(begin)
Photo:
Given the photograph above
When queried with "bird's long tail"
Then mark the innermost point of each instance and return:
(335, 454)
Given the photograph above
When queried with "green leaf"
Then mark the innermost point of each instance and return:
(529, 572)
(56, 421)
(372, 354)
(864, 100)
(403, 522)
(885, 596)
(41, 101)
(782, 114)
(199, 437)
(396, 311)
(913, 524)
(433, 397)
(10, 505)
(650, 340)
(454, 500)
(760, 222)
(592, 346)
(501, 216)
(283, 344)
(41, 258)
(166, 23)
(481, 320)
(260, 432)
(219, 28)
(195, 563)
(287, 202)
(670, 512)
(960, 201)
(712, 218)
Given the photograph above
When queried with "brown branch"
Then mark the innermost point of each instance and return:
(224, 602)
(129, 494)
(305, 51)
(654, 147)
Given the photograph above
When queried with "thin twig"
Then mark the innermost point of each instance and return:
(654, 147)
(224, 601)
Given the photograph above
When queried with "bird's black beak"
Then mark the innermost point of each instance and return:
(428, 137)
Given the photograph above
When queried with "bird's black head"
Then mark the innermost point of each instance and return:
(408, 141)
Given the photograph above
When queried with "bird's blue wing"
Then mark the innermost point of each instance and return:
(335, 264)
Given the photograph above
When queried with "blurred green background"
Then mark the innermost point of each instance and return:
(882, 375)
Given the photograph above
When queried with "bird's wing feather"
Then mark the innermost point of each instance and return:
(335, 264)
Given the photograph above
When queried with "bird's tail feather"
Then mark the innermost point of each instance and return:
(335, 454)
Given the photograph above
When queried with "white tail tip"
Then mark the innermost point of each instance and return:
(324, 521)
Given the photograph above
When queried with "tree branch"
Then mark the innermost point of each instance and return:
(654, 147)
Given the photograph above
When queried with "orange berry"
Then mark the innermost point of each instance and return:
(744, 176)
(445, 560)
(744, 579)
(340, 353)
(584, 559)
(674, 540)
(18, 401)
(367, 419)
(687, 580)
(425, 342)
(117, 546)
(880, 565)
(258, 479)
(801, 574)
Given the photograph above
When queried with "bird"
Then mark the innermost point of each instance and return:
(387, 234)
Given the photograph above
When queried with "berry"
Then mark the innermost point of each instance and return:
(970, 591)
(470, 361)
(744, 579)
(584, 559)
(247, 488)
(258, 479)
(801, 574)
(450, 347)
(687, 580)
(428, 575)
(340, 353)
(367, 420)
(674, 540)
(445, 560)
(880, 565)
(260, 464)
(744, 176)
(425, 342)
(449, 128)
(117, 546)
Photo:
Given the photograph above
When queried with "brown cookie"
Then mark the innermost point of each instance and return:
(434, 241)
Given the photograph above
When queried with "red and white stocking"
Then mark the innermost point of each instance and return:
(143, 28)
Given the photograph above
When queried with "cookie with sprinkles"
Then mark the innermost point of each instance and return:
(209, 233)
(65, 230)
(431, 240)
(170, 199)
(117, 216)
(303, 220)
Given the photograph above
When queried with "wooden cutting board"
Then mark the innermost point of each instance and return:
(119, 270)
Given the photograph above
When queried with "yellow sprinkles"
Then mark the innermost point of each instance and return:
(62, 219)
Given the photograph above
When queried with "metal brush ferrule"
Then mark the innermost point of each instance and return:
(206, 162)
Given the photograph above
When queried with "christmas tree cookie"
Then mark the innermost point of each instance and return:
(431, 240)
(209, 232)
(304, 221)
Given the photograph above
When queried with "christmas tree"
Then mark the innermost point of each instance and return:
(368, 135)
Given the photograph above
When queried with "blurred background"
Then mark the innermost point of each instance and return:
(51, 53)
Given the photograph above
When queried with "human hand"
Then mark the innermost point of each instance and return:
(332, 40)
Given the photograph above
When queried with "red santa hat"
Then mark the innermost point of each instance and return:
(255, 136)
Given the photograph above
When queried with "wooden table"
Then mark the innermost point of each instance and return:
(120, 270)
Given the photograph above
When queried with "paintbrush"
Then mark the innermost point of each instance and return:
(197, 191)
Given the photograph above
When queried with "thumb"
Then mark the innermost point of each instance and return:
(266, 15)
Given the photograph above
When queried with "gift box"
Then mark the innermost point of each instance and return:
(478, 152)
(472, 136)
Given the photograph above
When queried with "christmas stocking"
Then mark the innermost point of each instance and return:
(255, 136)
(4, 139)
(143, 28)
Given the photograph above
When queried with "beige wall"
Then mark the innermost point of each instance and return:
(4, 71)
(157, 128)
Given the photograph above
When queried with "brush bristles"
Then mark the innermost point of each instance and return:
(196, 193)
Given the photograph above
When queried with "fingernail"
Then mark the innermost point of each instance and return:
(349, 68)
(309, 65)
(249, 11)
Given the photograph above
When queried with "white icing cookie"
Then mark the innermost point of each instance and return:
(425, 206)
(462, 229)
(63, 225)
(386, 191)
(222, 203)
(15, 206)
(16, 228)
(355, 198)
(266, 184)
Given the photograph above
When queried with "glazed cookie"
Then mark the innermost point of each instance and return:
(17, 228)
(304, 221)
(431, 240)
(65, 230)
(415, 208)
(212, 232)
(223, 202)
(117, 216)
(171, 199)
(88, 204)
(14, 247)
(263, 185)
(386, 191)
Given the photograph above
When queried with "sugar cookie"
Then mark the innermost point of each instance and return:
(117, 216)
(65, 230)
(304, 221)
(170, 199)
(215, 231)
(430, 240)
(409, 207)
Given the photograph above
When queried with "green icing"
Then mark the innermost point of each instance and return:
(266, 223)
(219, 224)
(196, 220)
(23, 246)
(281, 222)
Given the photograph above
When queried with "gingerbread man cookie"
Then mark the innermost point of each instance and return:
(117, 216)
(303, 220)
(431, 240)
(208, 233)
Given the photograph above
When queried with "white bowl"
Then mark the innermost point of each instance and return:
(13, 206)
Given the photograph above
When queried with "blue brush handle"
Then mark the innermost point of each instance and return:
(end)
Restate the data above word for word, please.

Photo:
Given the photograph above
When queried with "bird's long tail"
Then mark the innermost point of each instance and return:
(335, 454)
Given the photograph above
When queried with "green leaf"
Then mark the innermost point of each instance and return:
(529, 572)
(56, 421)
(372, 354)
(864, 100)
(403, 522)
(885, 596)
(41, 101)
(782, 114)
(199, 437)
(396, 311)
(913, 524)
(433, 397)
(10, 505)
(650, 340)
(454, 500)
(760, 222)
(592, 346)
(501, 216)
(283, 344)
(41, 258)
(166, 23)
(481, 320)
(260, 432)
(219, 28)
(195, 563)
(287, 202)
(670, 512)
(960, 201)
(712, 218)
Given the photograph above
When queried with "brown branch"
Then mark the innermost point of each instance and return:
(224, 602)
(129, 494)
(305, 51)
(654, 147)
Given the photograph above
When queried with "thin twig"
Then mark the innermost point of each instance and return:
(654, 147)
(224, 601)
Given the photograph above
When queried with "bird's black beak"
Then mark the innermost point of each instance and return:
(428, 137)
Given the photograph above
When queried with "bird's black head"
Then mark the innermost point of each instance and return:
(408, 141)
Given the photograph above
When queried with "bird's blue wing"
Then mark the innermost point of each instance and return:
(335, 264)
Given the photograph above
When queried with "blurred green background"
Then mark the innermost point of each instance and return:
(882, 375)
Given the photograph above
When queried with "bird's wing feather"
Then mark the innermost point of each instance and return:
(335, 264)
Given the photograph above
When queried with "bird's tail feather"
Then mark the innermost point of each instance and return:
(335, 454)
Given the photograph above
When queried with "white tail tip"
Then mark the innermost point of each instance and return:
(324, 521)
Given the photograph above
When queried with "tree branch"
Then mark the innermost point of each instance and return:
(654, 147)
Given the photograph above
When queried with "orange berry"
Then mark the innermost point of each instance and return:
(744, 176)
(445, 560)
(744, 579)
(340, 353)
(584, 559)
(674, 540)
(18, 401)
(367, 419)
(687, 580)
(425, 342)
(117, 546)
(880, 565)
(258, 479)
(801, 574)
Given the photograph above
When queried with "bird"
Then mark the innermost point of each instance and return:
(387, 234)
Given the photograph above
When queried with "berry"
Then mark the innermost point of each instance and return:
(970, 591)
(470, 361)
(744, 579)
(584, 559)
(247, 488)
(258, 479)
(801, 574)
(450, 347)
(687, 580)
(428, 575)
(340, 353)
(367, 420)
(674, 540)
(445, 560)
(880, 565)
(260, 464)
(744, 176)
(425, 342)
(449, 128)
(117, 546)
Photo:
Given the photograph above
When queried with "brown cookie"
Then mark the innermost point of each instance and return:
(434, 241)
Given the photograph above
When queried with "red and white stocking"
Then mark the innermost point of each instance and return:
(143, 28)
Given the photograph above
When queried with "cookie with sprinkles"
Then mark the innermost point of each instance and return:
(209, 233)
(65, 230)
(431, 240)
(170, 199)
(117, 216)
(303, 220)
Given the photograph above
When queried with "wooden cutting board"
Then mark the innermost point of each instance and return:
(119, 270)
Given the photograph above
When queried with "yellow sprinkles"
Then mark the innermost point of each instance and return:
(62, 219)
Given the photograph above
When queried with "metal brush ferrule"
Then mark the innermost point of each instance and return:
(206, 162)
Given the photograph above
When queried with "christmas tree cookie"
Then mark the innermost point of each instance and return:
(431, 240)
(209, 232)
(304, 221)
Given the photograph above
When queried with "christmas tree"
Then mark the innermost point of each instance and return:
(368, 135)
Given the photograph above
When queried with "blurred background"
Then mark the innermost point of each instance and return:
(51, 53)
Given the photograph above
When queried with "human hand"
Then mark the innermost point of each instance and return:
(332, 40)
Given the photograph above
When queried with "red santa hat"
Then mark the innermost point of each instance and return:
(255, 136)
Given the photograph above
When queried with "wooden table"
Then mark the innermost point of each instance and return:
(120, 270)
Given the photograph above
When queried with "paintbrush"
Then mark the innermost point of each instance and return:
(197, 191)
Given the photograph above
When queried with "thumb"
Then mark the innermost point of each instance and return:
(266, 15)
Given the photograph above
When queried with "gift box"
Then mark the innermost point of each instance and return:
(478, 152)
(472, 136)
Given the photograph above
When queried with "christmas stocking"
Then mark the innermost point of each instance and return:
(255, 136)
(4, 139)
(143, 28)
Given the photograph above
When queried with "beige wall"
Then mark the innermost point of each instance and return:
(4, 71)
(157, 128)
Given the photograph above
When queried with "brush bristles"
Then mark the innermost point of each instance and return:
(196, 193)
Given the photograph above
When queried with "fingernail"
Then mark the innermost point of each instance and return:
(349, 68)
(309, 65)
(249, 11)
Given the photograph above
When queried with "white icing cookie"
Then mark the innermost point of each instance and return:
(425, 206)
(462, 229)
(63, 225)
(386, 191)
(222, 203)
(15, 206)
(16, 228)
(355, 198)
(266, 184)
Given the photograph above
When queried with "glazed cookie"
Then mark the innermost point of each instance and return:
(17, 228)
(304, 221)
(431, 240)
(65, 230)
(415, 208)
(212, 232)
(223, 202)
(117, 216)
(171, 199)
(88, 204)
(14, 247)
(263, 185)
(386, 191)
Given the photograph above
When queried with "sugar cookie"
Then mark the innermost point of each instance and return:
(117, 216)
(65, 230)
(304, 221)
(170, 199)
(215, 231)
(430, 240)
(409, 207)
Given the photograph above
When queried with "green icing"
Then mark the innermost point of each instance and return:
(266, 223)
(219, 224)
(196, 220)
(23, 246)
(281, 222)
Given the photograph above
When queried with "gingerbread man cookie"
Then mark the innermost point of each instance and return:
(117, 216)
(303, 220)
(431, 240)
(208, 233)
Given the photograph above
When queried with "white bowl"
Then mark the innermost point of each instance and return:
(13, 206)
Given the photograph above
When queried with "blue brush handle"
Then mark the innermost point of each instance and return:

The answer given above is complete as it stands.